##### EXERCISE MATERIAL
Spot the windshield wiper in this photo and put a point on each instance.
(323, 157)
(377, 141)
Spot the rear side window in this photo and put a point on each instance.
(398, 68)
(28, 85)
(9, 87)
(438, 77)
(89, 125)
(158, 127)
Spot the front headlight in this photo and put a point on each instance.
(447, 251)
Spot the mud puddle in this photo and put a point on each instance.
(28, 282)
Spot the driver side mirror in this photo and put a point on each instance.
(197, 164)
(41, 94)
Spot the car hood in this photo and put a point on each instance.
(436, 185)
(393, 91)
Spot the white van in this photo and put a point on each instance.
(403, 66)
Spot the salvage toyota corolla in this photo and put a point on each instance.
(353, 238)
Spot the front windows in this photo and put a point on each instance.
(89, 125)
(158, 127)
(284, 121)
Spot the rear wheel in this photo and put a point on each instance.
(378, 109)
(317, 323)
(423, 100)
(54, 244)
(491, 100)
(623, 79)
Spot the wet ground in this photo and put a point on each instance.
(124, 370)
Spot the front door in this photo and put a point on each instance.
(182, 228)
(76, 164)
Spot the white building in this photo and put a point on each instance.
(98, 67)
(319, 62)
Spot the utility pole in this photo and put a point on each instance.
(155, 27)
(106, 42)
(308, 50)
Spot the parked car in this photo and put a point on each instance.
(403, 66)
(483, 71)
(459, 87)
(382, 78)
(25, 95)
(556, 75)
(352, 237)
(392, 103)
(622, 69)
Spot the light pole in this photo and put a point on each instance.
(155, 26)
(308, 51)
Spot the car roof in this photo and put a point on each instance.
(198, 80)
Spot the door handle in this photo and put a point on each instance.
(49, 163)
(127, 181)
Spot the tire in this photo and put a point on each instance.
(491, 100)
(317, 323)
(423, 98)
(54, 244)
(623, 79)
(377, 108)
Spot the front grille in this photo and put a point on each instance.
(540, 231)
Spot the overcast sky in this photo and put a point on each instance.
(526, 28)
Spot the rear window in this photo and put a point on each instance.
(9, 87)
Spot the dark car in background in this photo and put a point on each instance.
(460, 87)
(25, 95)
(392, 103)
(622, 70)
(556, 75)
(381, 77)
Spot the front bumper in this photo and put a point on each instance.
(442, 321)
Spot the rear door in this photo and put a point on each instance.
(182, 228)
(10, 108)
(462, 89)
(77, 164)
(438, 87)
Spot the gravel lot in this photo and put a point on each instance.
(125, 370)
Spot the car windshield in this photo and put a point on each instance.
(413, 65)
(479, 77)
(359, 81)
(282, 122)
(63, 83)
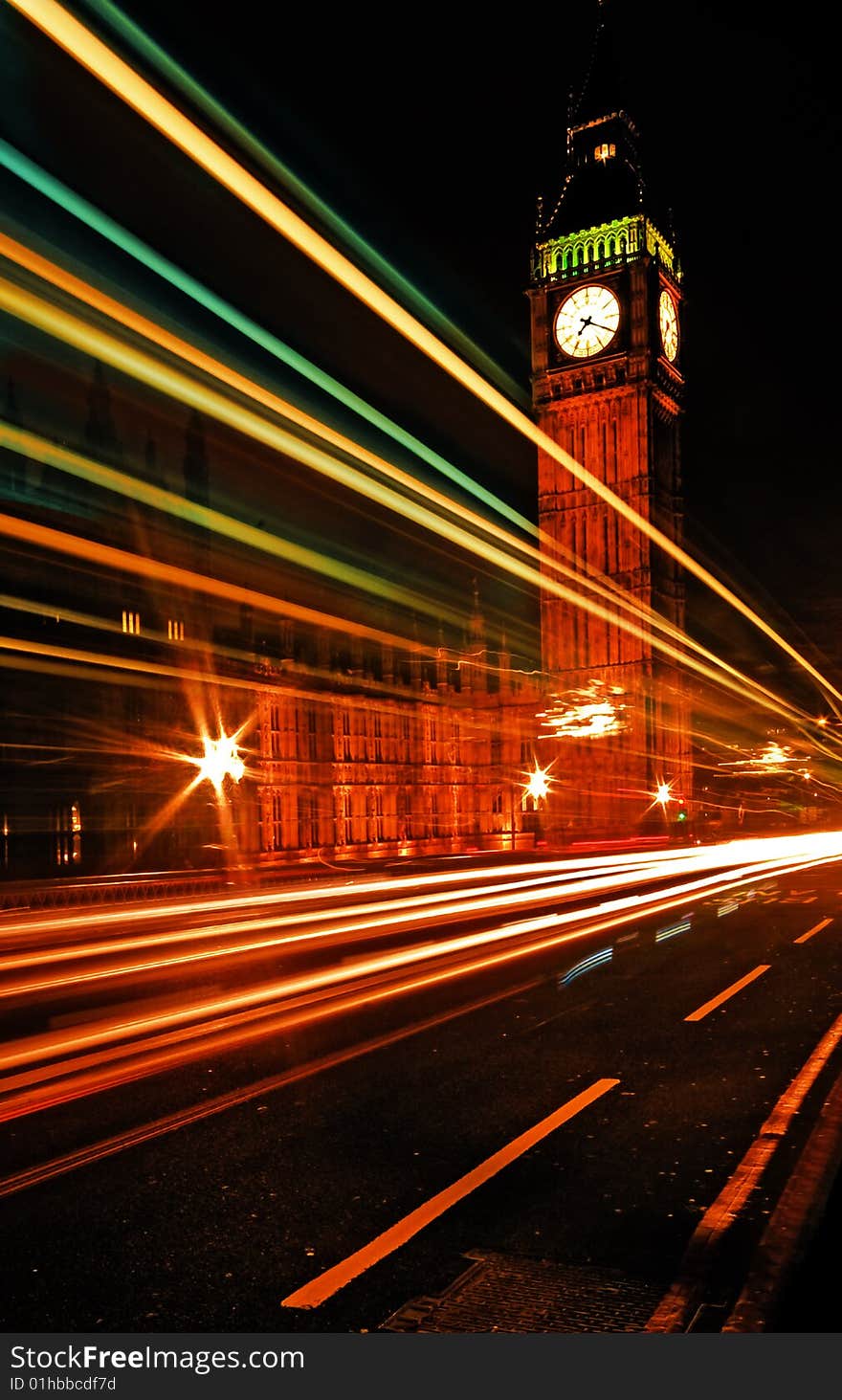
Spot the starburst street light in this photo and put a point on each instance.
(539, 783)
(221, 759)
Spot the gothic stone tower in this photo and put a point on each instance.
(608, 388)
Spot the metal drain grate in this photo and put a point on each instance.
(502, 1293)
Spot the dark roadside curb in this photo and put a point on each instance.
(787, 1285)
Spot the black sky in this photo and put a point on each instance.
(432, 130)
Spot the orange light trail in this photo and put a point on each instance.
(142, 566)
(56, 322)
(161, 114)
(197, 359)
(473, 952)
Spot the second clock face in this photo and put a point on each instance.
(587, 321)
(668, 320)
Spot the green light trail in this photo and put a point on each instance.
(93, 217)
(200, 99)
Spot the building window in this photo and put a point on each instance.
(276, 834)
(69, 834)
(343, 818)
(375, 815)
(275, 732)
(308, 821)
(405, 815)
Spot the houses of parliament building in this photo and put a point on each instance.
(356, 744)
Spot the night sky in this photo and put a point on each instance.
(432, 133)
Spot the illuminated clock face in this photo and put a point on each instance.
(668, 320)
(587, 321)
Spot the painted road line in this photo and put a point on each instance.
(678, 1305)
(814, 930)
(729, 991)
(335, 1278)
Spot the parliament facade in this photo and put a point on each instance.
(358, 743)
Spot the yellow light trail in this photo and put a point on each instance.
(483, 949)
(184, 133)
(143, 566)
(59, 278)
(51, 454)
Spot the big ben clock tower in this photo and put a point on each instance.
(608, 388)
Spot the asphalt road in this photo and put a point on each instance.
(218, 1221)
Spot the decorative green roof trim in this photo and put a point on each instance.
(605, 245)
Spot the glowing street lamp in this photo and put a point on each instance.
(665, 794)
(221, 761)
(539, 783)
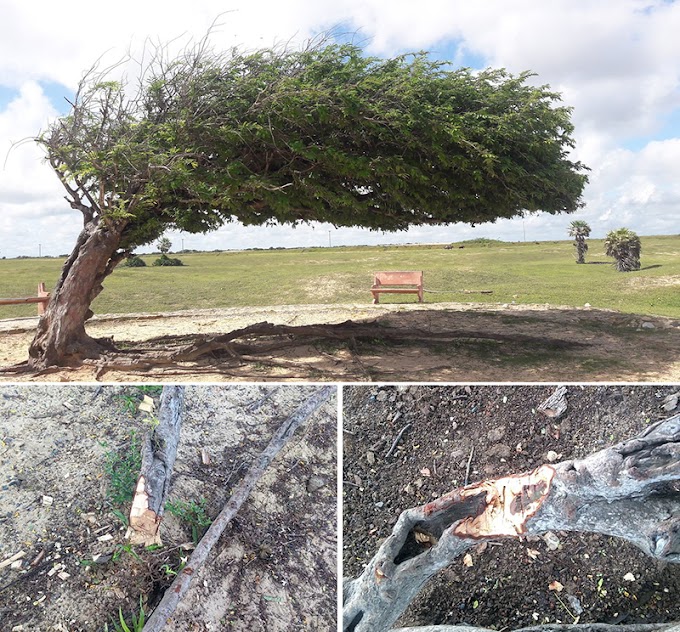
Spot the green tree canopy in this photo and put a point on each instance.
(322, 134)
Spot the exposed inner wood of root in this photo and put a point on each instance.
(630, 490)
(163, 612)
(255, 342)
(159, 452)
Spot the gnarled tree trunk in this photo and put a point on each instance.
(630, 490)
(60, 339)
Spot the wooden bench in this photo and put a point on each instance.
(41, 299)
(397, 283)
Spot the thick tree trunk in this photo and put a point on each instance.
(630, 490)
(60, 339)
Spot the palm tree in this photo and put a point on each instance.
(579, 230)
(624, 245)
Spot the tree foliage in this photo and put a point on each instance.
(325, 134)
(579, 230)
(164, 245)
(624, 245)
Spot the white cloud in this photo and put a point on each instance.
(615, 62)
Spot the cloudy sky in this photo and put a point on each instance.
(616, 63)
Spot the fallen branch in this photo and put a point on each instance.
(175, 592)
(630, 490)
(158, 460)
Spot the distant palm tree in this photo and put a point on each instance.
(624, 245)
(579, 230)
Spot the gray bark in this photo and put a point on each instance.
(159, 452)
(163, 612)
(630, 490)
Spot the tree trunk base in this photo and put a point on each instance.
(250, 344)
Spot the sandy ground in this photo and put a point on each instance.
(273, 569)
(610, 346)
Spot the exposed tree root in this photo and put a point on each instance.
(176, 355)
(180, 585)
(630, 490)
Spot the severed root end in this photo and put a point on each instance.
(144, 523)
(510, 502)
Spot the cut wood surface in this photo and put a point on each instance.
(630, 490)
(163, 612)
(159, 452)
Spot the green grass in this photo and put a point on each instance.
(543, 272)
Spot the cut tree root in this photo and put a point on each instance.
(175, 592)
(630, 490)
(158, 460)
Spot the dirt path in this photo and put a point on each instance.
(581, 344)
(273, 569)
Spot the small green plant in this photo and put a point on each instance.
(122, 469)
(193, 514)
(151, 390)
(125, 548)
(137, 623)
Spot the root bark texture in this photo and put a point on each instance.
(630, 490)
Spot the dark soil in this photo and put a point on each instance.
(507, 585)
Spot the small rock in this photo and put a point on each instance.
(496, 434)
(315, 483)
(500, 450)
(551, 541)
(670, 402)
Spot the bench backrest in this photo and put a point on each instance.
(398, 278)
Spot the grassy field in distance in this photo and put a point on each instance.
(533, 272)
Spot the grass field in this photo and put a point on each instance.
(541, 272)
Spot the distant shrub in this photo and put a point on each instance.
(135, 262)
(164, 260)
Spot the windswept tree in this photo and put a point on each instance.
(323, 133)
(624, 245)
(579, 230)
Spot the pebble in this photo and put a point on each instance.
(315, 483)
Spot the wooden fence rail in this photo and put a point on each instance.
(41, 299)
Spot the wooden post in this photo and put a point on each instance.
(42, 293)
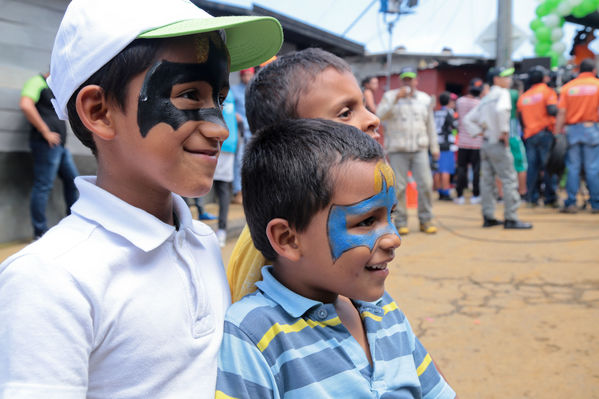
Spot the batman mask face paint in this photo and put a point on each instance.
(340, 239)
(155, 103)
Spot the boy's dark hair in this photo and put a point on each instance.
(444, 98)
(274, 92)
(587, 65)
(114, 78)
(287, 172)
(536, 75)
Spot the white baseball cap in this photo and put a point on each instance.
(92, 32)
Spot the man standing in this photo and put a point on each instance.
(537, 108)
(468, 146)
(409, 134)
(491, 119)
(50, 157)
(578, 104)
(238, 90)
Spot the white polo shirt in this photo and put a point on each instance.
(113, 303)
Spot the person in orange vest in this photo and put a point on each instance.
(537, 108)
(580, 48)
(578, 104)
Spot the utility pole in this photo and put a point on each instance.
(503, 58)
(396, 7)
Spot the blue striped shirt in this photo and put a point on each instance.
(278, 344)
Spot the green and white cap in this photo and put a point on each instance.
(92, 32)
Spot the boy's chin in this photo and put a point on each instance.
(196, 191)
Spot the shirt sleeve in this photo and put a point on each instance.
(432, 383)
(244, 267)
(243, 373)
(472, 123)
(551, 97)
(45, 331)
(431, 129)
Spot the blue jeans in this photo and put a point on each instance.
(583, 152)
(47, 163)
(538, 148)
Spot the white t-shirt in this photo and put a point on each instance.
(113, 303)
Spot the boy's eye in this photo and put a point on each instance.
(345, 113)
(369, 221)
(190, 95)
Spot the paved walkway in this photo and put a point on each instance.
(506, 314)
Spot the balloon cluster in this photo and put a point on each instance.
(547, 26)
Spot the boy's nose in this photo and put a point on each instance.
(389, 241)
(214, 130)
(370, 124)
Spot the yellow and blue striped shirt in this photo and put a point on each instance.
(278, 344)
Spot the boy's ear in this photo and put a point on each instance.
(94, 113)
(283, 239)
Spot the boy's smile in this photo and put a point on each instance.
(347, 245)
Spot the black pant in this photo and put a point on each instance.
(222, 190)
(468, 156)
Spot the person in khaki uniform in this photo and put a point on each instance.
(410, 134)
(491, 119)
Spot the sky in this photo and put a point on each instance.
(434, 24)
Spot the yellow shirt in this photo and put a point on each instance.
(245, 266)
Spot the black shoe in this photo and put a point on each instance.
(488, 222)
(516, 224)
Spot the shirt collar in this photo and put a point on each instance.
(294, 304)
(137, 226)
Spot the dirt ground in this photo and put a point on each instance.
(505, 314)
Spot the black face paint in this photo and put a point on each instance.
(154, 104)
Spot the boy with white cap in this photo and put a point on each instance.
(125, 298)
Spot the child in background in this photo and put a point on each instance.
##########
WHAT TO WORK ON. Rewrite the material from the line with "Spot the black shoe" through the end, that line included, keeping the requests as they are. Raise every coordinate number in the answers by 29.

TASK RESULT.
Spot the black shoe in this photo and put a point on each instance.
(517, 251)
(545, 253)
Spot the shirt collar in this photo and put a point on each instance.
(323, 333)
(166, 255)
Spot the dirt ground in this photo and put a point on each instance.
(534, 343)
Spot the black face paint in this photo and put a point on each instance.
(183, 133)
Spot the boy with white cap in this photo and put a point on each instance.
(154, 327)
Spot the child in background in this photo and put a point on each instance.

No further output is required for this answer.